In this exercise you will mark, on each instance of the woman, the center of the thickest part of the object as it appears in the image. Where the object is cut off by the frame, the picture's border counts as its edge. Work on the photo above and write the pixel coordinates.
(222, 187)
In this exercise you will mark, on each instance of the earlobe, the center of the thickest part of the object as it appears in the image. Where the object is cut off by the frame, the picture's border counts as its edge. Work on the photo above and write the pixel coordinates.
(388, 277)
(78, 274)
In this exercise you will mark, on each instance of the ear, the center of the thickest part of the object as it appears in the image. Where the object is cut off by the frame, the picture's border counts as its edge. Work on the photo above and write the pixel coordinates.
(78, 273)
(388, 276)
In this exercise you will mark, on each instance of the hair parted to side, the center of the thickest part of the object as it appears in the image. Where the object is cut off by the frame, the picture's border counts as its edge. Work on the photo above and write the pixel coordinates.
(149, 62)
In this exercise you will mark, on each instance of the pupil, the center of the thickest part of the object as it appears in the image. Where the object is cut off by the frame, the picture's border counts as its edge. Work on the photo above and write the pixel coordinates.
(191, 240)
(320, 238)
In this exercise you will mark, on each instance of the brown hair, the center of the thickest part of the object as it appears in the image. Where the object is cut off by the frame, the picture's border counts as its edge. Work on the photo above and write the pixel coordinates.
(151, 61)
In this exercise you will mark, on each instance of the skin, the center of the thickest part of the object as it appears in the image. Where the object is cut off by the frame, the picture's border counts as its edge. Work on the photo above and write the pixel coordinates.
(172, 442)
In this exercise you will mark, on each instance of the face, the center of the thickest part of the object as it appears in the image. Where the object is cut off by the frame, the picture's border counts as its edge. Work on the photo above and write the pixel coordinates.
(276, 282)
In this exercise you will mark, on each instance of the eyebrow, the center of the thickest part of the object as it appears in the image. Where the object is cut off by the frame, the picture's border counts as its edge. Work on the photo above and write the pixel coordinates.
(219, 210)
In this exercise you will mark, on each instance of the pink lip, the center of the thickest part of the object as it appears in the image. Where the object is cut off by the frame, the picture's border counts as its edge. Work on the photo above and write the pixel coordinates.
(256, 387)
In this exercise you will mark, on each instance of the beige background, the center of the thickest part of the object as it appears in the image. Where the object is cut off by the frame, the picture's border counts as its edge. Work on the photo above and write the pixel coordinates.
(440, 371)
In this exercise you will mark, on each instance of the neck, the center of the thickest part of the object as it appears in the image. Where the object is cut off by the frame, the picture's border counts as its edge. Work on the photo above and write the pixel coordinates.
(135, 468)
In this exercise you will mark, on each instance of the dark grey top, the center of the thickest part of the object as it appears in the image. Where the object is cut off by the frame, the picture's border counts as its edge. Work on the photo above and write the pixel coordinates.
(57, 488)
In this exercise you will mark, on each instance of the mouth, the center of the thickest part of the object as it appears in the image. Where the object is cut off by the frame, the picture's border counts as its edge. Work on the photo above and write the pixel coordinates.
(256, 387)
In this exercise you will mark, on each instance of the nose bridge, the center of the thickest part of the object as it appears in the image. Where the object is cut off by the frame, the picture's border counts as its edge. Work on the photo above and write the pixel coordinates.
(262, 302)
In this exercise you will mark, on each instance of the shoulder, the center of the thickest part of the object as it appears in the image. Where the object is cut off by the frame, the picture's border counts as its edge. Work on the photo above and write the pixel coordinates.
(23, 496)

━━━━━━━━━━

TASK DESCRIPTION - Extract all lines as given.

CORRECT OUTPUT -
In this exercise you will mark, on each instance of the woman, the center of the thickest part of the object as it appears in the image. Where the object is cut off by the frame, the picture's border counts as its edge. Work on the photo above and write the pixel coordinates.
(222, 187)
In this exercise you will mark, on each instance of the earlobe, the center of the thickest part of the object as it appears in the image. Where the object is cut off by the frame, the picture's border counts as its edge. Work on the photo above and write the pixel coordinates.
(388, 277)
(78, 274)
In this exercise you will mark, on each instance of the ear, the center of the thickest part of the object as it appears in the image. Where the object is cut off by the frame, the picture's border counts as its edge. Work on the photo above and write the pixel coordinates.
(78, 273)
(388, 276)
In this exercise you will mark, on each instance of the hair parted to side, the center of the thickest part of the object as it appears in the image. Where the object is cut off by the frame, the picture's border counts as its edge. Work on the photo above and write the pixel coordinates.
(149, 62)
In this exercise you will mark, on each instance of the pupil, the center of the thickest part of the object as it appears in the image. Where the object is cut off by the frame, the picture's border counts as its edge. Work on the photo above and write the pixel coordinates.
(191, 240)
(320, 238)
In this exercise you will mark, on each instance of the brown hair, the center of the thickest part of the object as it appears in the image. Where the object is cut off by the frame, the picture's border counts as its edge. Work on the photo above and write the pixel coordinates.
(151, 61)
In this exercise you will mark, on each instance of the skin, the center of the thickest part of the object as it appears in the image. Where the object is cut off by the frame, the picture's border counts as its edge. Work on the photo above and write the pixel coordinates.
(172, 442)
In this exercise you will mark, on each instance of the face, the center of the thickest part of the object as it appears in the image. Where the object is cut off by the frame, the picture's border counts as its edge. Work on the photo above and write the pixel coordinates.
(276, 282)
In this exercise you will mark, on each instance of the eyebrow, the center of the thickest part of the object as it appears in the image. Where the object is cut off by the frame, the picture's border counts as its edge. Work on the photo above and write the pixel coordinates.
(219, 210)
In this exercise you will mark, on each instance of the pink lip, the center of the thickest part of the object as it appears in the image. Where the object is cut off by the frame, the picture's border counts as its edge. Work on the photo above and write the pixel coordinates.
(256, 387)
In this exercise you will mark, on each instance of the beige background, the center of the thickest part of the object as it appears in the image. Where the object is cut off by the frame, the picture's border counts as its edge. Work on the photo above and write the pixel coordinates.
(440, 371)
In this exercise you will mark, on each instance of the neck, the center of the thickest part of the object as it appears in the image. Where the object is cut off by the frame, the picture's border counts as its edge. Work on the photo above and write the pixel coordinates.
(135, 468)
In this exercise you will mark, on each instance of the dark grey top, the center of the thickest part of the object as it appears in the image. Where the object is cut off by the frame, the picture's border counts as its edge. Work on the photo above and write the pixel coordinates.
(57, 488)
In this exercise you will mark, on each instance of the mouth, the center of the thickest part of the object as it appears in the image. Where the object is cut off by the frame, the picture's border counts as its edge. Work on the photo above and write the pixel coordinates.
(256, 387)
In this exercise you will mark, on each instance of the nose bridge, the center of the thickest part of the object as it appears in the image. Where the object is cut off by the frame, the picture's border counts as its edge. Work on the photo above and write the pixel coordinates.
(262, 302)
In this exercise you will mark, on each instance of the shoulder, the center of the thickest part of the object as it appears in the image. Where the object is cut off by the frame, the picture's border counts as its edge. Work on the photo above and write the pixel coordinates.
(23, 496)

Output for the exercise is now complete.